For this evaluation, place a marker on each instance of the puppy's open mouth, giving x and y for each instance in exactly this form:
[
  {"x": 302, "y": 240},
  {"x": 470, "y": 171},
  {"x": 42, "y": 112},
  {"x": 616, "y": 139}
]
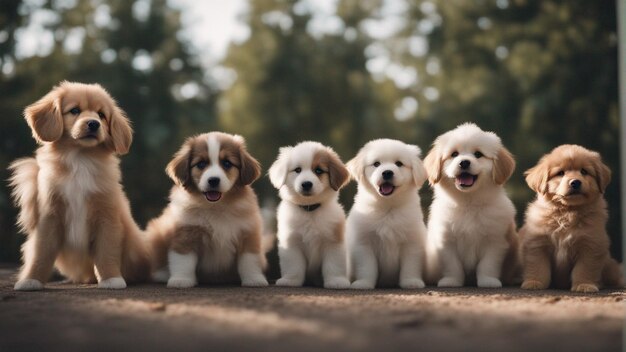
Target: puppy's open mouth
[
  {"x": 465, "y": 180},
  {"x": 386, "y": 189},
  {"x": 213, "y": 196}
]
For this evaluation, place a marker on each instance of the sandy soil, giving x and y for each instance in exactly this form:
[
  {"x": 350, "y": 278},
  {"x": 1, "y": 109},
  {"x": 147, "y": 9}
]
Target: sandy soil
[{"x": 67, "y": 317}]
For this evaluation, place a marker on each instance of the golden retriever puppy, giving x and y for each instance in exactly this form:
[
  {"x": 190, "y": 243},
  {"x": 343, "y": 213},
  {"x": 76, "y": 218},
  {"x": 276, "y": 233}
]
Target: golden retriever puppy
[
  {"x": 564, "y": 241},
  {"x": 471, "y": 229},
  {"x": 211, "y": 229},
  {"x": 311, "y": 221},
  {"x": 73, "y": 207},
  {"x": 385, "y": 231}
]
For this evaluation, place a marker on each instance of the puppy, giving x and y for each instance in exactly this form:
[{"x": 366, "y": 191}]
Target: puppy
[
  {"x": 564, "y": 241},
  {"x": 211, "y": 228},
  {"x": 471, "y": 229},
  {"x": 73, "y": 207},
  {"x": 385, "y": 230},
  {"x": 310, "y": 220}
]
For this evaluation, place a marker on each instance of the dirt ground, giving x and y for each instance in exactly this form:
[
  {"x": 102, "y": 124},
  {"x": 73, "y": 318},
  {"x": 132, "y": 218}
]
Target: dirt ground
[{"x": 67, "y": 317}]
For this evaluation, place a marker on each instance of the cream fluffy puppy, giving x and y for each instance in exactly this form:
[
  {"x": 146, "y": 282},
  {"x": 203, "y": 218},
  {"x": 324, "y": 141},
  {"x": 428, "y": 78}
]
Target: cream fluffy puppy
[
  {"x": 310, "y": 220},
  {"x": 385, "y": 230},
  {"x": 471, "y": 229}
]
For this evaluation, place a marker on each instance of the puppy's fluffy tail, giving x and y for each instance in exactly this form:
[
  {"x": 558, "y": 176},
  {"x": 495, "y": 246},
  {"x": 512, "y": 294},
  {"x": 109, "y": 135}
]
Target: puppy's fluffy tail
[{"x": 24, "y": 183}]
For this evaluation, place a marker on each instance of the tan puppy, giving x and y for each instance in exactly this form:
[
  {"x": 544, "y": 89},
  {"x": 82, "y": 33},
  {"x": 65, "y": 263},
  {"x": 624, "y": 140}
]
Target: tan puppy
[
  {"x": 73, "y": 207},
  {"x": 564, "y": 241},
  {"x": 211, "y": 228}
]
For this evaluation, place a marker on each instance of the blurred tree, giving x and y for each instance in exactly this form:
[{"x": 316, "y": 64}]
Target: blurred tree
[
  {"x": 539, "y": 73},
  {"x": 132, "y": 49}
]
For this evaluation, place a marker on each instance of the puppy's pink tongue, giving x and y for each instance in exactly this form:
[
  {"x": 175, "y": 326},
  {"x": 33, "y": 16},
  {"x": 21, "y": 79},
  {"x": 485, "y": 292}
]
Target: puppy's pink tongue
[
  {"x": 465, "y": 179},
  {"x": 213, "y": 196},
  {"x": 386, "y": 189}
]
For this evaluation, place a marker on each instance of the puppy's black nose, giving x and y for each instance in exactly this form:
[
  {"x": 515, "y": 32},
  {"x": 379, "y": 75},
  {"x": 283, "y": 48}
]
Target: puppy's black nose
[
  {"x": 214, "y": 181},
  {"x": 93, "y": 125}
]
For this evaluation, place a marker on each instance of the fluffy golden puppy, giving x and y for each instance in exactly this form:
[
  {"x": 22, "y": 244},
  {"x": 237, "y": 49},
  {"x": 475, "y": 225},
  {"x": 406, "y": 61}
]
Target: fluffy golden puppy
[
  {"x": 72, "y": 205},
  {"x": 564, "y": 241},
  {"x": 212, "y": 227}
]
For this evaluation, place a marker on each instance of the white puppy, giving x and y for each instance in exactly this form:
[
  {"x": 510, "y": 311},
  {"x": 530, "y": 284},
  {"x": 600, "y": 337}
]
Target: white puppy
[
  {"x": 471, "y": 228},
  {"x": 310, "y": 220},
  {"x": 385, "y": 230}
]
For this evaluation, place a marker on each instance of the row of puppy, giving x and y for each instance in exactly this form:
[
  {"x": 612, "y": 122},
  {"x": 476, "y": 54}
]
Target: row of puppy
[{"x": 78, "y": 219}]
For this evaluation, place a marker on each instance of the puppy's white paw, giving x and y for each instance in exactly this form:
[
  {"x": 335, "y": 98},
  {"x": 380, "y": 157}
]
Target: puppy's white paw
[
  {"x": 181, "y": 282},
  {"x": 362, "y": 285},
  {"x": 487, "y": 281},
  {"x": 28, "y": 285},
  {"x": 255, "y": 281},
  {"x": 337, "y": 283},
  {"x": 113, "y": 283},
  {"x": 412, "y": 283},
  {"x": 288, "y": 282},
  {"x": 449, "y": 281},
  {"x": 161, "y": 276}
]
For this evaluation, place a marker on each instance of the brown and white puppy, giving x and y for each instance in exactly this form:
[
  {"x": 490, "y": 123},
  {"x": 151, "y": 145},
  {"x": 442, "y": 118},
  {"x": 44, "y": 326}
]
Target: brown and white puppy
[
  {"x": 310, "y": 220},
  {"x": 212, "y": 227},
  {"x": 564, "y": 241},
  {"x": 471, "y": 229},
  {"x": 73, "y": 207}
]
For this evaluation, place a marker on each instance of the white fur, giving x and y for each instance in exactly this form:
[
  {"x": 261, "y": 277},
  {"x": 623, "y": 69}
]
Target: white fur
[
  {"x": 467, "y": 226},
  {"x": 182, "y": 269},
  {"x": 386, "y": 234},
  {"x": 249, "y": 267},
  {"x": 308, "y": 242}
]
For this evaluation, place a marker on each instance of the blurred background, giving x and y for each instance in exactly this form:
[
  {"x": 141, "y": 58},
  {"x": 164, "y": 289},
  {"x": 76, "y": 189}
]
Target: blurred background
[{"x": 537, "y": 72}]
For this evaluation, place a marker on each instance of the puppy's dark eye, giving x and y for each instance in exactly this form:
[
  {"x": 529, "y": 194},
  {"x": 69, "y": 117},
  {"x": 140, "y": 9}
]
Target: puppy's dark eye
[
  {"x": 227, "y": 164},
  {"x": 201, "y": 165}
]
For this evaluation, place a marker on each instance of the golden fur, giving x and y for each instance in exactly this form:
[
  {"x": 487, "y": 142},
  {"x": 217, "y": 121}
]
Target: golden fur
[
  {"x": 73, "y": 207},
  {"x": 217, "y": 231},
  {"x": 564, "y": 243}
]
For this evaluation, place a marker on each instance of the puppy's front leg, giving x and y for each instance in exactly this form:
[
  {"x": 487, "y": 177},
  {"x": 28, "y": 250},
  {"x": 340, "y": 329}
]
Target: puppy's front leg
[
  {"x": 334, "y": 267},
  {"x": 108, "y": 256},
  {"x": 40, "y": 252},
  {"x": 451, "y": 267},
  {"x": 411, "y": 259},
  {"x": 490, "y": 266},
  {"x": 292, "y": 266},
  {"x": 364, "y": 267}
]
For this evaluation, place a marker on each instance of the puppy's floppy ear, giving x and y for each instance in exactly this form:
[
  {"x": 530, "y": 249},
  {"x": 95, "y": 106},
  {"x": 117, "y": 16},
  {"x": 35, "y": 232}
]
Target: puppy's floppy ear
[
  {"x": 433, "y": 164},
  {"x": 278, "y": 170},
  {"x": 250, "y": 169},
  {"x": 503, "y": 166},
  {"x": 537, "y": 177},
  {"x": 45, "y": 117},
  {"x": 121, "y": 131},
  {"x": 417, "y": 167},
  {"x": 602, "y": 172},
  {"x": 178, "y": 168},
  {"x": 356, "y": 167},
  {"x": 338, "y": 174}
]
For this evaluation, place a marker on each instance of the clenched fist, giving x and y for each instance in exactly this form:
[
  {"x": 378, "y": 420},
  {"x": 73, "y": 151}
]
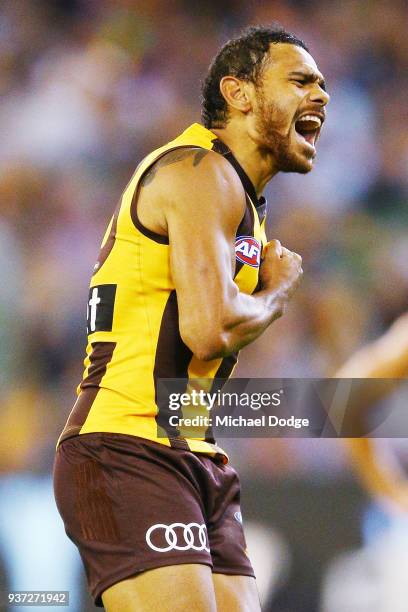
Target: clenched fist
[{"x": 281, "y": 270}]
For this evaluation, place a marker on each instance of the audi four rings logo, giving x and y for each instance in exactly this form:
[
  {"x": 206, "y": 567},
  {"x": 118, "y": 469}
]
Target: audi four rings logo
[{"x": 177, "y": 536}]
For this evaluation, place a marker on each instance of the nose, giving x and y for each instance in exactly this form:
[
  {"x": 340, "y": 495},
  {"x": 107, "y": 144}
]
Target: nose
[{"x": 319, "y": 95}]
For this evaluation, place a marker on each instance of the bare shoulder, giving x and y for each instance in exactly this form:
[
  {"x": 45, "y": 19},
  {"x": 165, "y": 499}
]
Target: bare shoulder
[
  {"x": 193, "y": 171},
  {"x": 190, "y": 179}
]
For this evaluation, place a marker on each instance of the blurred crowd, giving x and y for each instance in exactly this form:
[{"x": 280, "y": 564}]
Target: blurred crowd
[{"x": 88, "y": 87}]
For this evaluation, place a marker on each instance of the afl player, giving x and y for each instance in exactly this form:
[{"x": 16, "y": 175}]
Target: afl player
[
  {"x": 375, "y": 464},
  {"x": 185, "y": 279}
]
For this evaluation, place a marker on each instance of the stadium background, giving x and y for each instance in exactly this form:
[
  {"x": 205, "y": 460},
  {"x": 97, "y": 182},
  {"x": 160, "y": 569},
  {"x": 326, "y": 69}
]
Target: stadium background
[{"x": 88, "y": 87}]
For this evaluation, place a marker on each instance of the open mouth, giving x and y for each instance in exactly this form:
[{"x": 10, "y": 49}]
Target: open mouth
[{"x": 309, "y": 127}]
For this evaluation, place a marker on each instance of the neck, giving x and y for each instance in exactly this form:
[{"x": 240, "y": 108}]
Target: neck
[{"x": 258, "y": 164}]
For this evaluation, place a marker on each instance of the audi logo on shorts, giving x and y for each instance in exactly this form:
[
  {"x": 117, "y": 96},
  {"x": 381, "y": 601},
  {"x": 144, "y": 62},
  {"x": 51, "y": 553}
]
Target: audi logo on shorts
[{"x": 177, "y": 536}]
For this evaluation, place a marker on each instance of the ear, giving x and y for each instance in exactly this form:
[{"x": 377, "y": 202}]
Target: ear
[{"x": 236, "y": 93}]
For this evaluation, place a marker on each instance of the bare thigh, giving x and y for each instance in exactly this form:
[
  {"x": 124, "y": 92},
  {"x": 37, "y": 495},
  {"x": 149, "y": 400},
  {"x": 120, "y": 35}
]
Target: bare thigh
[
  {"x": 237, "y": 593},
  {"x": 174, "y": 588}
]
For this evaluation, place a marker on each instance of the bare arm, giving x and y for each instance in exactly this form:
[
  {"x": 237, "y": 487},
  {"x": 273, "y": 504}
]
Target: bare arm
[{"x": 202, "y": 205}]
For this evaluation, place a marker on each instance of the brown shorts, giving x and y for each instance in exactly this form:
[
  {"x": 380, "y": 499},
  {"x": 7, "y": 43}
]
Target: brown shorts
[{"x": 131, "y": 505}]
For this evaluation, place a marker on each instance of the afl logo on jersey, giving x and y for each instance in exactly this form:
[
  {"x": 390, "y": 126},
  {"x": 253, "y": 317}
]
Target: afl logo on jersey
[{"x": 248, "y": 250}]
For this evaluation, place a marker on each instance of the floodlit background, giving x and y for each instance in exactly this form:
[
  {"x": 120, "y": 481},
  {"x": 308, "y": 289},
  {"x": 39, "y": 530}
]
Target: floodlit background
[{"x": 88, "y": 87}]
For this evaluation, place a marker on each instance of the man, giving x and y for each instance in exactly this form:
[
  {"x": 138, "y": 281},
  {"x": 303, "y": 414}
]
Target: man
[
  {"x": 156, "y": 516},
  {"x": 385, "y": 358}
]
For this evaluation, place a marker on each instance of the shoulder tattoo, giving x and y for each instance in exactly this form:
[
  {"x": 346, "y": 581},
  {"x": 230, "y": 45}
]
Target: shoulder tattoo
[{"x": 172, "y": 157}]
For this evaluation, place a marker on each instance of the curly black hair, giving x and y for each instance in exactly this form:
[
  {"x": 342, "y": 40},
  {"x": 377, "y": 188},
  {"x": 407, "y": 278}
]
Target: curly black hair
[{"x": 244, "y": 58}]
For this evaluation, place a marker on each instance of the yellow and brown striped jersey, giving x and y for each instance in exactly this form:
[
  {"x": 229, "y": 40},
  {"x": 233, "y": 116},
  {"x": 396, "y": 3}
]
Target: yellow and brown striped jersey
[{"x": 133, "y": 333}]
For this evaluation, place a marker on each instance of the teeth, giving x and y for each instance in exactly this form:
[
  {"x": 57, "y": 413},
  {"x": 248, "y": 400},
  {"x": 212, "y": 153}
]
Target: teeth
[{"x": 313, "y": 118}]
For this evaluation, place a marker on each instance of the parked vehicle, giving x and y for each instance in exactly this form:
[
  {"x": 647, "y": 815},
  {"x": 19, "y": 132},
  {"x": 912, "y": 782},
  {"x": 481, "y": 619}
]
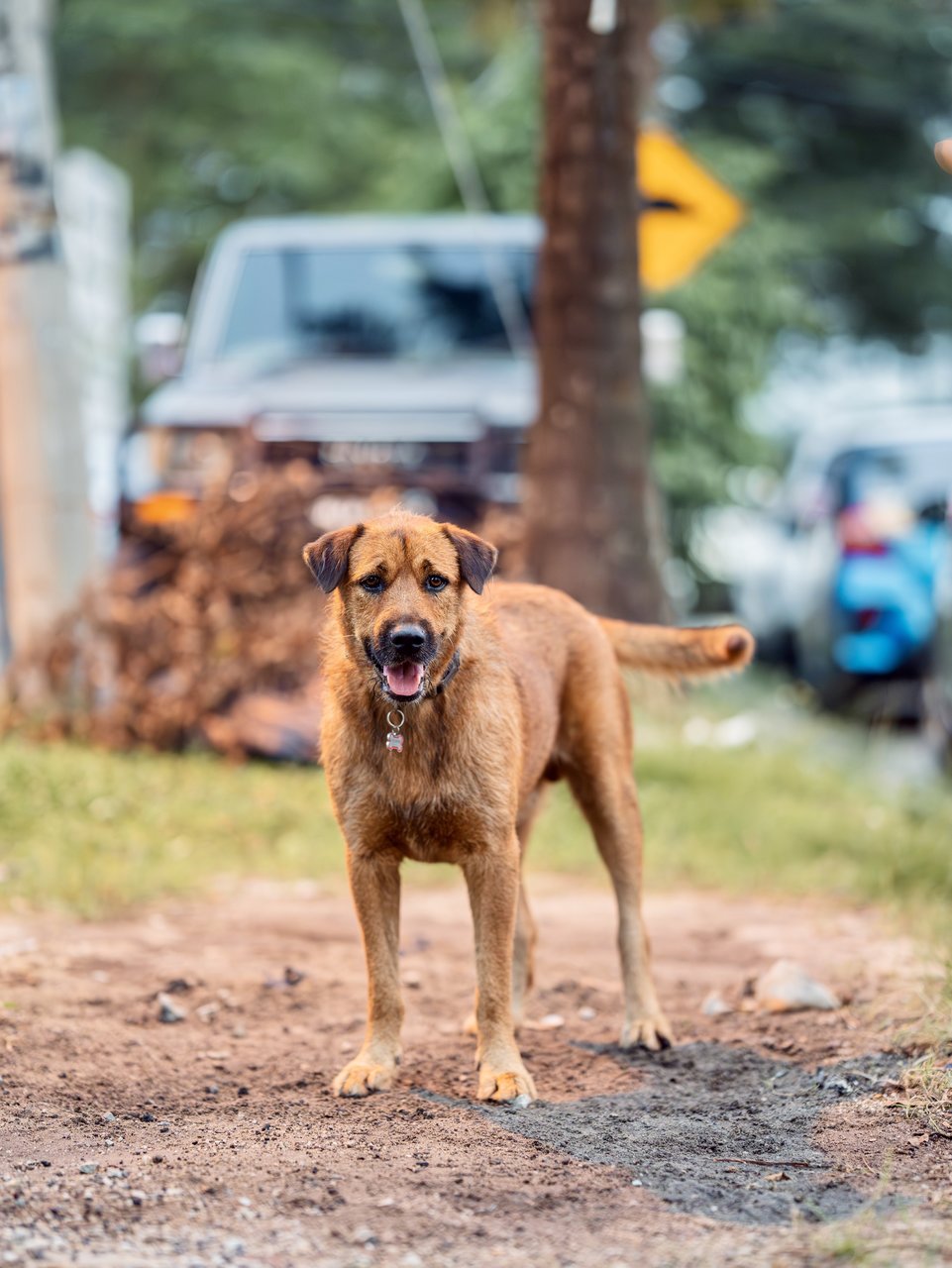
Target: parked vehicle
[
  {"x": 384, "y": 350},
  {"x": 858, "y": 552}
]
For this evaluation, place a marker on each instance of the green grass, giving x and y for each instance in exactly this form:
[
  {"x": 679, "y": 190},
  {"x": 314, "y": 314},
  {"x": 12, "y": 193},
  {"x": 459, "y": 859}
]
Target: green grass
[{"x": 95, "y": 832}]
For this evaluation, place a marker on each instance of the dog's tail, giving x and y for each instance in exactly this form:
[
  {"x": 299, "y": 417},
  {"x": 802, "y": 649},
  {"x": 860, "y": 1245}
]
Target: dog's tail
[{"x": 680, "y": 653}]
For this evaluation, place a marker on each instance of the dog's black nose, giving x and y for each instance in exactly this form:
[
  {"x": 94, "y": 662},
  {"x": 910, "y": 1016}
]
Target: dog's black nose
[{"x": 407, "y": 638}]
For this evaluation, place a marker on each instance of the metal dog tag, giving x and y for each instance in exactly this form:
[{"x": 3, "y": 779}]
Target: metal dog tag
[{"x": 394, "y": 741}]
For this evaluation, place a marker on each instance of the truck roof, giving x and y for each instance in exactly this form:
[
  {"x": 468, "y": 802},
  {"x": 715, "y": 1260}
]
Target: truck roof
[{"x": 443, "y": 229}]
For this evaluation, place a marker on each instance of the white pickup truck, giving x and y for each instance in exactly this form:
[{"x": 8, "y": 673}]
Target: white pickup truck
[{"x": 374, "y": 347}]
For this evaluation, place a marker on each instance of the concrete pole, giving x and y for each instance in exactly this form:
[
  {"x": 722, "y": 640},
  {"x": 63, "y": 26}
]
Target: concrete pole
[{"x": 44, "y": 519}]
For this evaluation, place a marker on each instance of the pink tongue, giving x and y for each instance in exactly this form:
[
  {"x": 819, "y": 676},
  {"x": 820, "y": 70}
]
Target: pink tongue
[{"x": 403, "y": 680}]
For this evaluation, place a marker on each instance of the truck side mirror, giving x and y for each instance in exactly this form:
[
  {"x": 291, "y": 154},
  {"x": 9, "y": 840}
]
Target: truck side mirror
[{"x": 159, "y": 340}]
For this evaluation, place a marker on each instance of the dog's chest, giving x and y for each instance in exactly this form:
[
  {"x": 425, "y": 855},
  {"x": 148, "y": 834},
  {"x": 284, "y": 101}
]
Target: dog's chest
[{"x": 435, "y": 820}]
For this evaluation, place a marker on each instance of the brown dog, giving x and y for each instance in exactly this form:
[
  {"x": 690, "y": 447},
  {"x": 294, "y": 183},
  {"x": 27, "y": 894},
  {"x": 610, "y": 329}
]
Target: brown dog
[{"x": 445, "y": 715}]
______________________________
• **Aim**
Extract the closing run of lines, starting with the one containing "of the pink" and ending at the last, exactly as written.

• **Task answer**
For this evaluation, place a marker on each instance of the pink tongue, giving x and y for each instance in exactly this form:
[
  {"x": 819, "y": 676},
  {"x": 820, "y": 70}
]
Target: pink tongue
[{"x": 403, "y": 680}]
For this evaluation, place a marker on each instance of the truck side mirror, giving x and y for each instance in exactly this form:
[
  {"x": 291, "y": 154},
  {"x": 9, "y": 840}
]
Target: truck side mirror
[{"x": 159, "y": 340}]
For this evaluation, place a marker on each instance of the dog's chest, giving x and y for each instance in exactly this form:
[
  {"x": 425, "y": 855},
  {"x": 148, "y": 834},
  {"x": 284, "y": 101}
]
Target: dog's chest
[{"x": 435, "y": 820}]
For this evaluation, place a marker on each instance of the brown dog, giving x and y for each instance in exactly this form:
[
  {"x": 690, "y": 447},
  {"x": 294, "y": 183},
  {"x": 27, "y": 894},
  {"x": 610, "y": 329}
]
Target: brown dog
[{"x": 445, "y": 715}]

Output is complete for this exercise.